Direction
Count the lines in the items below that contain the string "distant", treating uppercase and lowercase letters as different. Reply with the number alone.

Information supplied
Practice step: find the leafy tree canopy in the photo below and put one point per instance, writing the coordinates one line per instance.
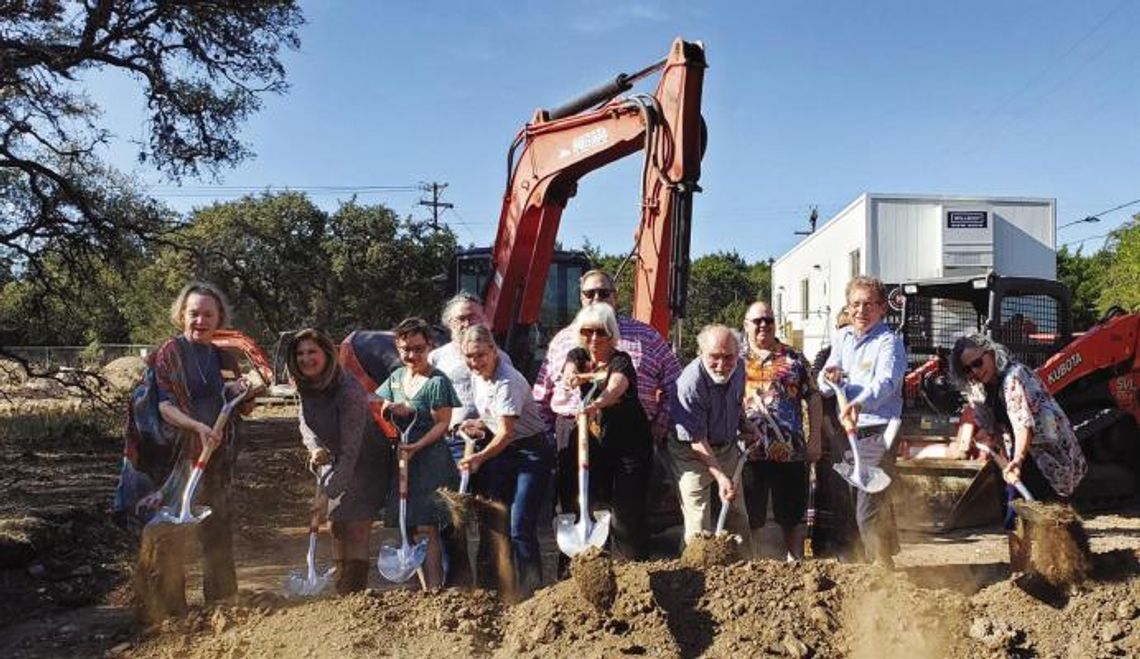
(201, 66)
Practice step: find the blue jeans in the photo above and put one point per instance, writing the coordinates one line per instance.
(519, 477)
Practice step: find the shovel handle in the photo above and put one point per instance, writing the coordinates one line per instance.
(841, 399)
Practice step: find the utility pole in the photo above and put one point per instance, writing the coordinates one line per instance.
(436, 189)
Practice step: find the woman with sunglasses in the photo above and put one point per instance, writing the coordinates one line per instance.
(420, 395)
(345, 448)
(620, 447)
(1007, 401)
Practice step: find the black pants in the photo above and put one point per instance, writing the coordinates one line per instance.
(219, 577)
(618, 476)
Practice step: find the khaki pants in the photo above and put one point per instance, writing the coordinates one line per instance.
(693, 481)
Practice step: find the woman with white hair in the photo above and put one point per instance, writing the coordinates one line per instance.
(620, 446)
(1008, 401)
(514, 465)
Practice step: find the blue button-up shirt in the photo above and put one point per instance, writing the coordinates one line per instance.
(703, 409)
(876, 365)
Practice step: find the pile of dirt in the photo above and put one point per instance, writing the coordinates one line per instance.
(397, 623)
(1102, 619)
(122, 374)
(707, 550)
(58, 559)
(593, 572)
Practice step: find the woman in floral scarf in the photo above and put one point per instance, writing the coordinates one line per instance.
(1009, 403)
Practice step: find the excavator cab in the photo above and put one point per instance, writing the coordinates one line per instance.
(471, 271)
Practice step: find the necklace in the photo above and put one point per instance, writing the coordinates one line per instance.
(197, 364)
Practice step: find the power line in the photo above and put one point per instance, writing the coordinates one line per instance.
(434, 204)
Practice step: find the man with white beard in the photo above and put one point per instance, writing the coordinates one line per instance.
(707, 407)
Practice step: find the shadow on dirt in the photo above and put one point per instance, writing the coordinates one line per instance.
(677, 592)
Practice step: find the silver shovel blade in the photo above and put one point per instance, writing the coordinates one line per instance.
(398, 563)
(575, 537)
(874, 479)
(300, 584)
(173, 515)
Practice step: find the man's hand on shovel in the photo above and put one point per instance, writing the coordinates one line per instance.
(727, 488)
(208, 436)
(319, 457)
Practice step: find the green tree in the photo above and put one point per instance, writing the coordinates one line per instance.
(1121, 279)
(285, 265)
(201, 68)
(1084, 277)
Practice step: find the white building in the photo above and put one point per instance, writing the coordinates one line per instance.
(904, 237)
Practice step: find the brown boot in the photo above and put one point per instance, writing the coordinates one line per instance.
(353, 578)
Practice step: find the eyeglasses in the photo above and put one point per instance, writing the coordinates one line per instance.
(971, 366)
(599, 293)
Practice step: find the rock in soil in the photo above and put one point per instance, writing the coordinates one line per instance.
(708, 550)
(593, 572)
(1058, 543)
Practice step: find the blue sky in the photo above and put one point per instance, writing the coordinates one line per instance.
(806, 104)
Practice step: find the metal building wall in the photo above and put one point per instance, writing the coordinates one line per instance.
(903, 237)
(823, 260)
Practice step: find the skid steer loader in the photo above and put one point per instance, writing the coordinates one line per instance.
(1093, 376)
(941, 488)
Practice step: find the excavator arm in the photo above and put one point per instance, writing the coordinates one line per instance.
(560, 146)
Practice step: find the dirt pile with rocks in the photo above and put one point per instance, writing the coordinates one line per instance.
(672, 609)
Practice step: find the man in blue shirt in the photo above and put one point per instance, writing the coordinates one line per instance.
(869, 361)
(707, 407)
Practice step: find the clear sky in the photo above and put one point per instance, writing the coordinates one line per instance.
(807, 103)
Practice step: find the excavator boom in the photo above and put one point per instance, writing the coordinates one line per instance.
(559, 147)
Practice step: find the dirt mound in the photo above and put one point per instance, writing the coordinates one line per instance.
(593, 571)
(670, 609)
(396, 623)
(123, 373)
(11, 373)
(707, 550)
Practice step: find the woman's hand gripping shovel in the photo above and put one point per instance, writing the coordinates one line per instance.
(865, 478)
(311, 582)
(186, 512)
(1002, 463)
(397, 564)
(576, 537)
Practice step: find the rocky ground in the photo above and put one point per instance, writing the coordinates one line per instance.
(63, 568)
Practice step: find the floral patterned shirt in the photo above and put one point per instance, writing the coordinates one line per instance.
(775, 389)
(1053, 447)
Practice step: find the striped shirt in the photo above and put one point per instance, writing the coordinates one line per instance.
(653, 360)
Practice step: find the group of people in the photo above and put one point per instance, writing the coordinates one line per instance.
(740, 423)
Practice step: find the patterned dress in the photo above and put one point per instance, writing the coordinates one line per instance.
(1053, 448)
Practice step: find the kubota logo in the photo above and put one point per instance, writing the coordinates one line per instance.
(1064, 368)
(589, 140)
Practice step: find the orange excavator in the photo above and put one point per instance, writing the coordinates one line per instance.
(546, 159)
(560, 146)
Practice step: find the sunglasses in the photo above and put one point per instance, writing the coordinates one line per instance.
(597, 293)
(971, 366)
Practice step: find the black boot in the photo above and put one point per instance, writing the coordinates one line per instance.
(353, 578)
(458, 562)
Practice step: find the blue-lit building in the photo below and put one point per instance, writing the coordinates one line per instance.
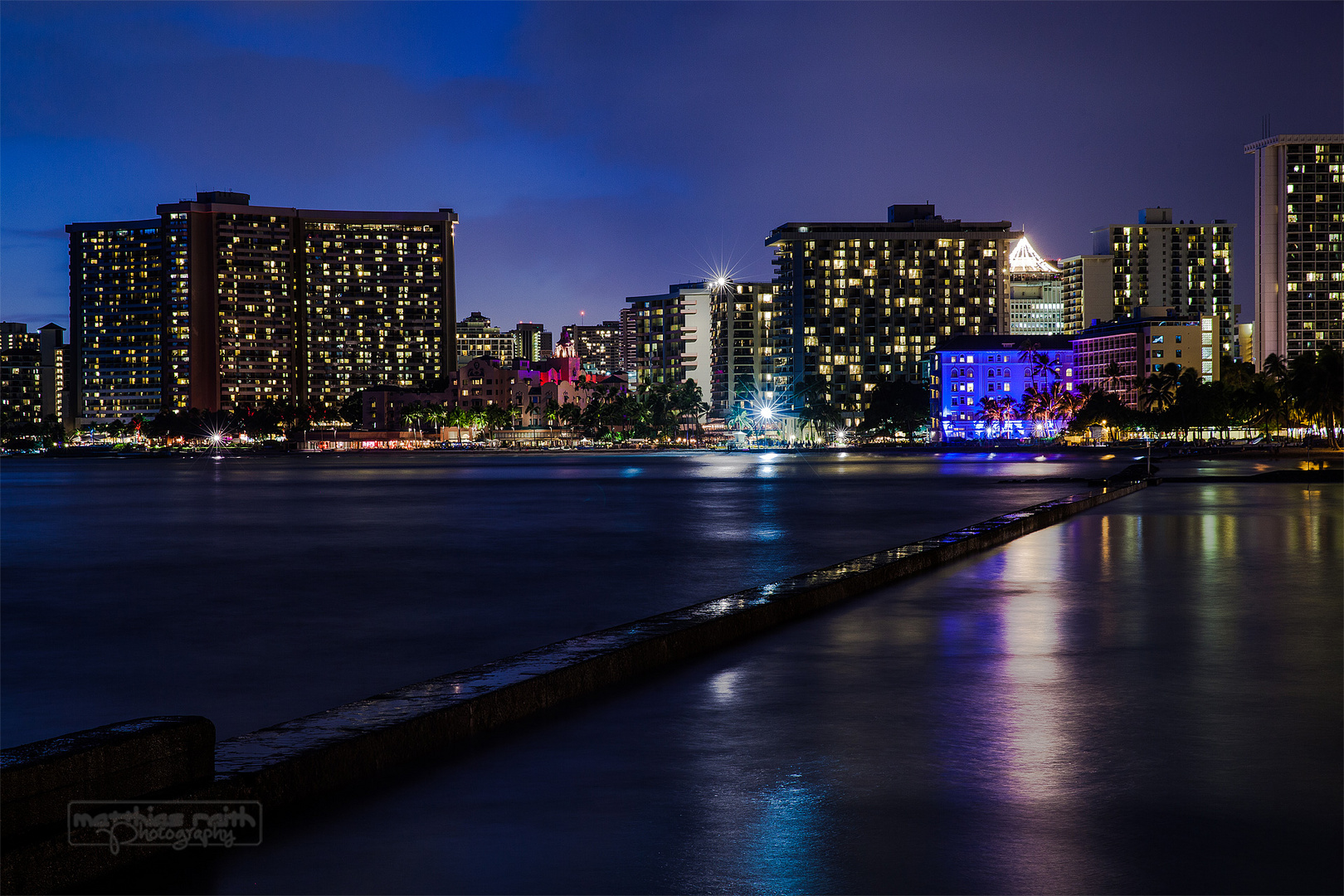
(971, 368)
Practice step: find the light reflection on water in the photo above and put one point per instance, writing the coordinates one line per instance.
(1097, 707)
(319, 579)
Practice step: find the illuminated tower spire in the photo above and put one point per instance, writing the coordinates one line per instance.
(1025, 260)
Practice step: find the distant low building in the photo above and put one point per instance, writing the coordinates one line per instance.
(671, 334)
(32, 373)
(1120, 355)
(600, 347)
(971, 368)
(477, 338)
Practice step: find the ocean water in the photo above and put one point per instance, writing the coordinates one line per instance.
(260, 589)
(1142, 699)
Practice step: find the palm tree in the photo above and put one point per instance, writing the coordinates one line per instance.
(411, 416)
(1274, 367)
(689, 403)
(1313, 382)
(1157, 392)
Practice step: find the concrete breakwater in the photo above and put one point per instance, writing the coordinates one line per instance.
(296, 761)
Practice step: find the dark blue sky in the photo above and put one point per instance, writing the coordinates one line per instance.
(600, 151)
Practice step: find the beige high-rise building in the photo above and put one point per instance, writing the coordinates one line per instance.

* * *

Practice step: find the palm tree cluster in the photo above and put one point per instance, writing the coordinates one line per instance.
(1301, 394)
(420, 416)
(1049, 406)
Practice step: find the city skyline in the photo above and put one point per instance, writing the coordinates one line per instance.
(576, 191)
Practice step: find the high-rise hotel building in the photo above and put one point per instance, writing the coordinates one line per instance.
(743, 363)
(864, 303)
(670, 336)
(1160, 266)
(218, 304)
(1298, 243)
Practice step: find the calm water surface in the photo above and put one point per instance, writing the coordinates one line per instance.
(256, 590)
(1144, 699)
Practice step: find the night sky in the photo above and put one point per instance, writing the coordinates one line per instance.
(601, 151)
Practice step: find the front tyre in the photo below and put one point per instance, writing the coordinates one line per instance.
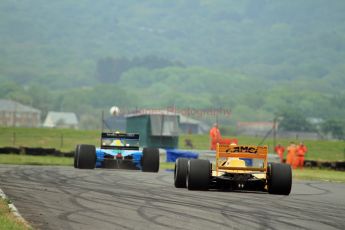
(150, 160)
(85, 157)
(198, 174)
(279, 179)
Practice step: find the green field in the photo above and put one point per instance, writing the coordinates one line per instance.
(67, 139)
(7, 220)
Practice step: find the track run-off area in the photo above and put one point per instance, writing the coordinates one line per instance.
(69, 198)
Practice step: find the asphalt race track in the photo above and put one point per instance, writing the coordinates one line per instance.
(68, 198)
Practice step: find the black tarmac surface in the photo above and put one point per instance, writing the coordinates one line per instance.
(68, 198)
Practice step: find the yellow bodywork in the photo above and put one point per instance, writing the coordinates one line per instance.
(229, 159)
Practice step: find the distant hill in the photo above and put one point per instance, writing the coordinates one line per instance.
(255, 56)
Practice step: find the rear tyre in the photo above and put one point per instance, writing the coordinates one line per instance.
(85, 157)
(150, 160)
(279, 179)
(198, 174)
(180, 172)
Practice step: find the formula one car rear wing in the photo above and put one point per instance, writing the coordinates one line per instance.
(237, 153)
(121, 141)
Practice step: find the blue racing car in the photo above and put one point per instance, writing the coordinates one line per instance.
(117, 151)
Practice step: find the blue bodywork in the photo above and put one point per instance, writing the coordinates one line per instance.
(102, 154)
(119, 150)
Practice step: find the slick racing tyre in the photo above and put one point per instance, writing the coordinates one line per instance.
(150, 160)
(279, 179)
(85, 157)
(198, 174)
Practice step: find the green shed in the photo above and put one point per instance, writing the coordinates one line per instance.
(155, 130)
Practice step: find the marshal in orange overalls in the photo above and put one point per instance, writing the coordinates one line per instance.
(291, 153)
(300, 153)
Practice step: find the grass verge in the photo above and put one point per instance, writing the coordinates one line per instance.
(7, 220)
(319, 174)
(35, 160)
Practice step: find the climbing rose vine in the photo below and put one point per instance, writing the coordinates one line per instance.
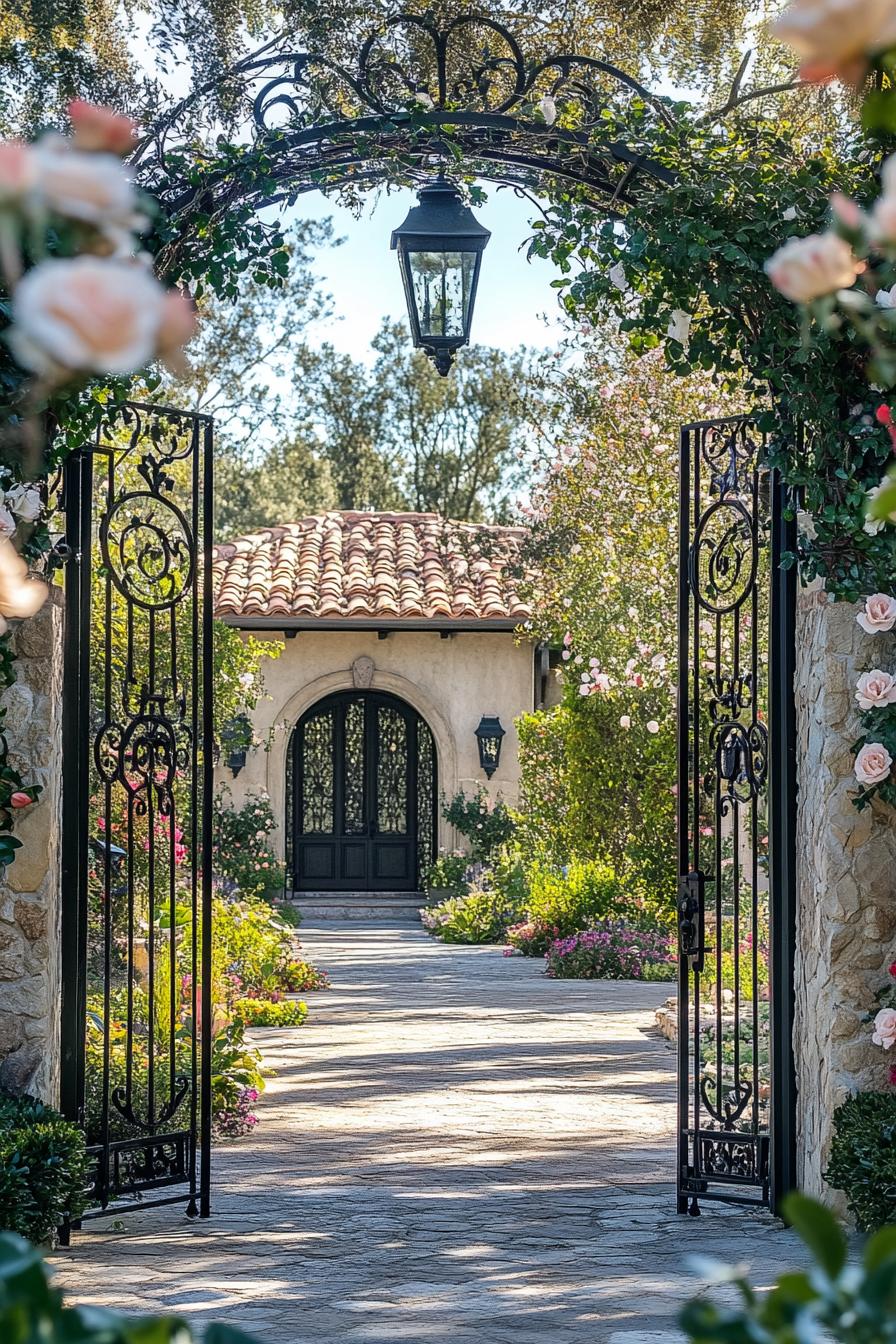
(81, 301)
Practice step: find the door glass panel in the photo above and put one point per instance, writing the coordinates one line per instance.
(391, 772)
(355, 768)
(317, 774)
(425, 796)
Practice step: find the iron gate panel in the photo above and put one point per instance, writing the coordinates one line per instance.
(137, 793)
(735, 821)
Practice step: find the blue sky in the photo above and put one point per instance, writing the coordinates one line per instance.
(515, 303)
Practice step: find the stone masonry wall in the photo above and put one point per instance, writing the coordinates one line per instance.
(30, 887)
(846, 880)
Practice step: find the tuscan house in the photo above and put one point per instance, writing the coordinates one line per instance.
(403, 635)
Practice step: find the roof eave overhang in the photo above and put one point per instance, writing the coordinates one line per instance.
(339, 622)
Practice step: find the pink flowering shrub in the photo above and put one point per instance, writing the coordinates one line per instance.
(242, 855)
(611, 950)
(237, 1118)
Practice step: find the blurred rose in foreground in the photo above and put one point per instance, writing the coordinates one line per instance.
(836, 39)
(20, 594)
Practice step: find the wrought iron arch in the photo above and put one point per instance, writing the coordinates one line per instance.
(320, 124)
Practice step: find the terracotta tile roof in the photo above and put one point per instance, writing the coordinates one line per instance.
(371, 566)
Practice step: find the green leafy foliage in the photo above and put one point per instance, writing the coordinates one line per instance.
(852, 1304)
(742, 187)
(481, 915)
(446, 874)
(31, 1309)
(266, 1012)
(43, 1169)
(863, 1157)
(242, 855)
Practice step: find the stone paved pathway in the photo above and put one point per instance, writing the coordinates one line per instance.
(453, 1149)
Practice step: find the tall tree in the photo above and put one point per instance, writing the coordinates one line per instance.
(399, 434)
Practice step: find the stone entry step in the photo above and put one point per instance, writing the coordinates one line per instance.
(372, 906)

--

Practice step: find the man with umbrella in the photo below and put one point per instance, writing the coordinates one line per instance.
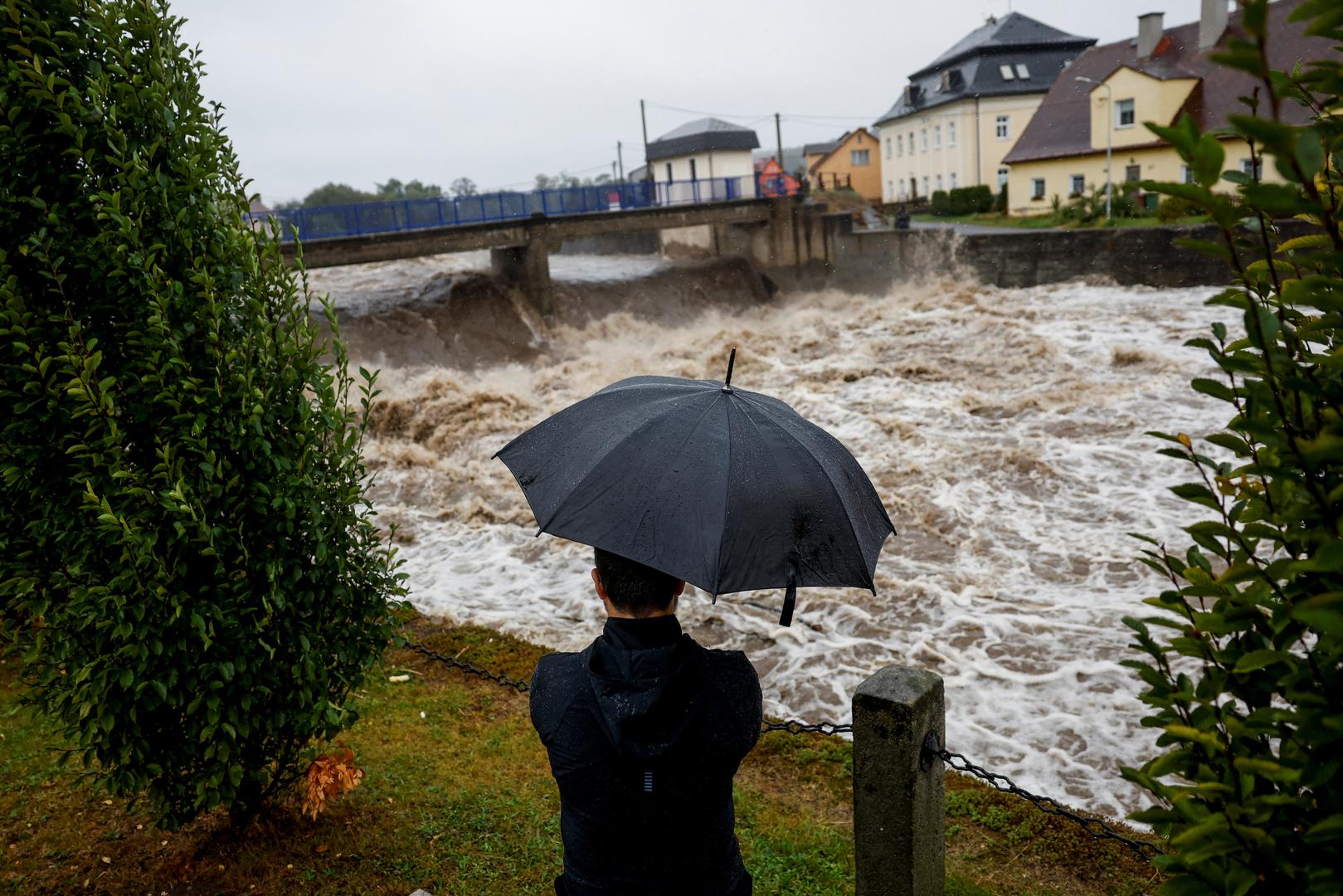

Answer in full
2